▶ **Page text**:
Multiple sources said there was an acceptance that the civil service had become too big and unwieldy after expanding due to the demands of Brexit and the Covid pandemic.
With Rachel Reeves, the chancellor, having ordered departments to find 5% cuts to their budgets as part of a spending review, insiders said job cuts would be inevitable.
One Cabinet Office source said departments would have to make some "very hard choices" about headcount if they were going to stay within budgets set by the Treasury.
Pat McFadden, the Cabinet office minister and Chancellor of the Duchy of Lancaster, refused to be drawn on job cuts when pressed earlier this week, but gave a speech outlining how he wanted the civil service to be "more like a startup" in its operation.
"We don't have a target for headcount," he said on Monday. "My focus is on making the people who work for us into being as productive as they possibly can. That's why those efficiencies that the chancellor announced in the budget are important and there will be more to come. And technology should help us become more productive in the future."

▶ **Tasks**:
- A) Update the passage on civil service cuts by writing out everything from "With Rachel Reeves, the" down to "by the Treasury.", putting "ministries" wherever "departments" appears.
- B) According to the passage on civil service cuts, what size of budget cuts did Rachel Reeves order departments to find?
Rely only on the passage on civil service cuts for your answers.

▶ **Region pointing records**:

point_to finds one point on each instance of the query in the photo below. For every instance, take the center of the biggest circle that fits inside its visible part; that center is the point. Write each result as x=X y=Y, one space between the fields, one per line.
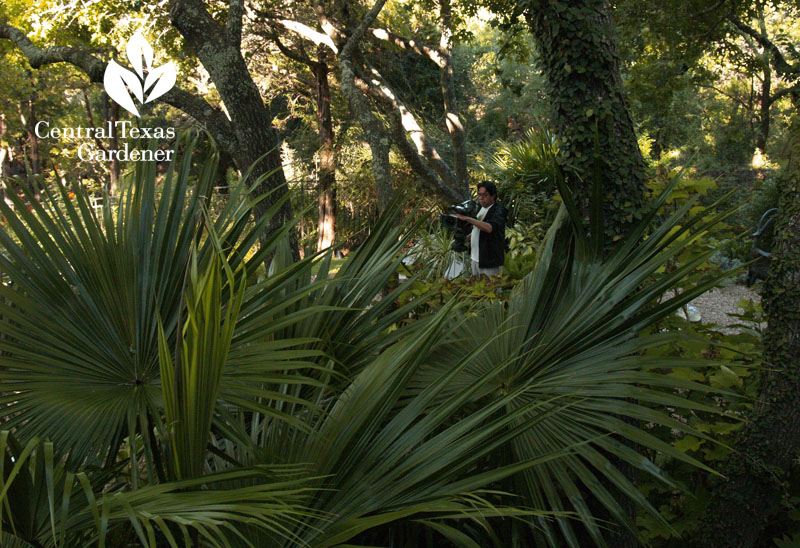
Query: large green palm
x=192 y=404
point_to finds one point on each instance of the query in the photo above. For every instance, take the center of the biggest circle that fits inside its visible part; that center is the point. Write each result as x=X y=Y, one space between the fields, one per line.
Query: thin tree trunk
x=326 y=197
x=766 y=90
x=27 y=115
x=116 y=167
x=767 y=450
x=454 y=124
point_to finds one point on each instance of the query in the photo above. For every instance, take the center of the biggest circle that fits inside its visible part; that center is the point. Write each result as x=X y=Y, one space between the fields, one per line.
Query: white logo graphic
x=147 y=83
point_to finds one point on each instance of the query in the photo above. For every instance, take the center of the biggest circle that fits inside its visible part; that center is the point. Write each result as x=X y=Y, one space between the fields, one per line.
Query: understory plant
x=155 y=391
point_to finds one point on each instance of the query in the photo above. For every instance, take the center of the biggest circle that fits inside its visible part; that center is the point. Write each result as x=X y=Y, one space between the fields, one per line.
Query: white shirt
x=475 y=236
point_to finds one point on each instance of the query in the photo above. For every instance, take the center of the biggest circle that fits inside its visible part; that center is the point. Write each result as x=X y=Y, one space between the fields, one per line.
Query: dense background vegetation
x=223 y=348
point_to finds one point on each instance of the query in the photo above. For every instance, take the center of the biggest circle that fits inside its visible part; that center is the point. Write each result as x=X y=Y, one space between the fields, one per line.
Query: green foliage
x=525 y=172
x=333 y=413
x=738 y=351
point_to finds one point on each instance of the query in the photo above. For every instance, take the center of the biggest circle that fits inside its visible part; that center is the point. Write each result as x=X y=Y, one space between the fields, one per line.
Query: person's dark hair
x=490 y=187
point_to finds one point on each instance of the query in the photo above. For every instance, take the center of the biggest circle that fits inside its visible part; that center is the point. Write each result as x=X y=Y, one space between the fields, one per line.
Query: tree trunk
x=254 y=139
x=27 y=115
x=766 y=90
x=112 y=115
x=326 y=197
x=374 y=132
x=767 y=450
x=578 y=49
x=454 y=124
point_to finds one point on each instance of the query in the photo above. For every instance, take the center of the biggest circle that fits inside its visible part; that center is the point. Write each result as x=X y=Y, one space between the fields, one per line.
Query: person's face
x=484 y=198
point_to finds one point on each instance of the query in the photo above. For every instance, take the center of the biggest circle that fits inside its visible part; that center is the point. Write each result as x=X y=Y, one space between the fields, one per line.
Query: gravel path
x=715 y=305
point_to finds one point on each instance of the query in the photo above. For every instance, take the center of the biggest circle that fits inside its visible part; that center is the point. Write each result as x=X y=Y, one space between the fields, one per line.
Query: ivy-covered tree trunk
x=578 y=48
x=743 y=505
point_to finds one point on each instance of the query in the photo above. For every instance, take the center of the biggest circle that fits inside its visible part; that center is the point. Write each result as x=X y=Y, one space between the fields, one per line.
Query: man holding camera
x=488 y=232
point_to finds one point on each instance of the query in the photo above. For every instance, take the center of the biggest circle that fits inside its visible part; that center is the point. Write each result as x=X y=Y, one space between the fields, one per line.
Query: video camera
x=461 y=229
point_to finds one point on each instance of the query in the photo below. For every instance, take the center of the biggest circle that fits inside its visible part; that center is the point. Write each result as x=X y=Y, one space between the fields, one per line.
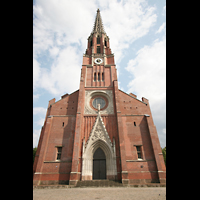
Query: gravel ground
x=151 y=193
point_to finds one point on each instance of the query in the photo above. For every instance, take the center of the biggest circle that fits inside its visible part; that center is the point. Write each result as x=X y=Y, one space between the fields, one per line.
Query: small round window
x=100 y=101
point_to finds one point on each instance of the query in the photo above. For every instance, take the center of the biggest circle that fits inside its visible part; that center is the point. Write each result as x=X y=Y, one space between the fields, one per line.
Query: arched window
x=98 y=50
x=98 y=76
x=102 y=76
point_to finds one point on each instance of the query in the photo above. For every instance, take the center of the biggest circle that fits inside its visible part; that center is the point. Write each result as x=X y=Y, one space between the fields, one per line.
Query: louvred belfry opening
x=98 y=131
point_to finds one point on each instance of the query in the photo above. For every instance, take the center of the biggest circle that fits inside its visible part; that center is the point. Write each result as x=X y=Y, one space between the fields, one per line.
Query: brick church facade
x=98 y=131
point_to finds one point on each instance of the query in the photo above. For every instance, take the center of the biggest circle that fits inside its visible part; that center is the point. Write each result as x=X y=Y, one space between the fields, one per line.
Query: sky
x=137 y=32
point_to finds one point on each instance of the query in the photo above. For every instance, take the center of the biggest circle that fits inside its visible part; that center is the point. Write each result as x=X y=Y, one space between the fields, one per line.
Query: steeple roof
x=98 y=25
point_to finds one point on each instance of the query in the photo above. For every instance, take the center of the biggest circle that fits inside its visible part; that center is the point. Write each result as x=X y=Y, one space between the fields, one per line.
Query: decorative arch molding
x=99 y=138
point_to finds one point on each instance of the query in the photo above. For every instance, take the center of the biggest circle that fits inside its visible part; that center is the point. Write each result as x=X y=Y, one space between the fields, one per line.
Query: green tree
x=164 y=154
x=34 y=152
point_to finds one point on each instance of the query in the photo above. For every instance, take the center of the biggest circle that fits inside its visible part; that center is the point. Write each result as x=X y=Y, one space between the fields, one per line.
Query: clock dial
x=98 y=60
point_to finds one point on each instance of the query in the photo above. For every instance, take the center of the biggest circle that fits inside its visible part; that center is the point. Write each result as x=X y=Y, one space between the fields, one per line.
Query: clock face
x=98 y=60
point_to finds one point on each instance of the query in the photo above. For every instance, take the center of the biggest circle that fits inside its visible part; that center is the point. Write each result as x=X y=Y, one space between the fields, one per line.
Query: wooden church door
x=99 y=164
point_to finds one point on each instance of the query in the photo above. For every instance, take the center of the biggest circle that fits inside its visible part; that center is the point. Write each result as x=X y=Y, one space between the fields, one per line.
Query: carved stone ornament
x=108 y=94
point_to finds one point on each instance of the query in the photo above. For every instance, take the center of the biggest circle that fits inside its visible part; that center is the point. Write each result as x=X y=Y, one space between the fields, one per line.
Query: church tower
x=98 y=131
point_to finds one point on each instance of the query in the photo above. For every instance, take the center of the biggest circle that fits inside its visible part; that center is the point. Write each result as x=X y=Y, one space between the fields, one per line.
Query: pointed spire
x=98 y=25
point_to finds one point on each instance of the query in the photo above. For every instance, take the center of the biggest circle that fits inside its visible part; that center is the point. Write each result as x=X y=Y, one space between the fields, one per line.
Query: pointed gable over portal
x=99 y=138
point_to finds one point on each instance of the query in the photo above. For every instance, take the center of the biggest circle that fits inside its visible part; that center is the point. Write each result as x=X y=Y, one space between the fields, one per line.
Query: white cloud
x=125 y=22
x=148 y=70
x=161 y=28
x=36 y=135
x=61 y=29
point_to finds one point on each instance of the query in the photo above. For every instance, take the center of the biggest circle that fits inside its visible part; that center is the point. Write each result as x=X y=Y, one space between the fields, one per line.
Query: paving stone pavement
x=102 y=193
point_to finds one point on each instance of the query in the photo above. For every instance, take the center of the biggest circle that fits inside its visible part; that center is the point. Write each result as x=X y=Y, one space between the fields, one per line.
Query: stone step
x=99 y=183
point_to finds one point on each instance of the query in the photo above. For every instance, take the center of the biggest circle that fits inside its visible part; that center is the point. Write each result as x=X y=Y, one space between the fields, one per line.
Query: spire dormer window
x=98 y=50
x=98 y=40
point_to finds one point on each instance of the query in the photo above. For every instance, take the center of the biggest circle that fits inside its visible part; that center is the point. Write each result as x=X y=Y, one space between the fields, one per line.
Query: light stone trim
x=105 y=93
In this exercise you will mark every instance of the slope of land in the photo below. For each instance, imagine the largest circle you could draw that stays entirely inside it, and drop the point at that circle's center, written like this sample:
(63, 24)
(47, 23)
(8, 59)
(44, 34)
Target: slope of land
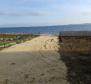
(33, 62)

▶ **Results for the exercise**:
- A)
With Rachel Reeves, the chancellor, having ordered ministries to find 5% cuts to their budgets as part of a spending review, insiders said job cuts would be inevitable.
One Cabinet Office source said ministries would have to make some "very hard choices" about headcount if they were going to stay within budgets set by the Treasury.

- B) 5% cuts to their budgets